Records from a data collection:
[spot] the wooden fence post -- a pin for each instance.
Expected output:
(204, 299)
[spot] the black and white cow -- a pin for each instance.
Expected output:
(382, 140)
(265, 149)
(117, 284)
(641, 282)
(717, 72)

YOUR OBJECTIVE: Keep only the lines from the line with "[spot] the black" to the end of the records above, and repeat them exactly.

RESPONSE TO THIS EXERCISE:
[spot] the black and white cow -- a pin for each instance.
Expected output:
(382, 140)
(265, 149)
(117, 284)
(641, 282)
(717, 72)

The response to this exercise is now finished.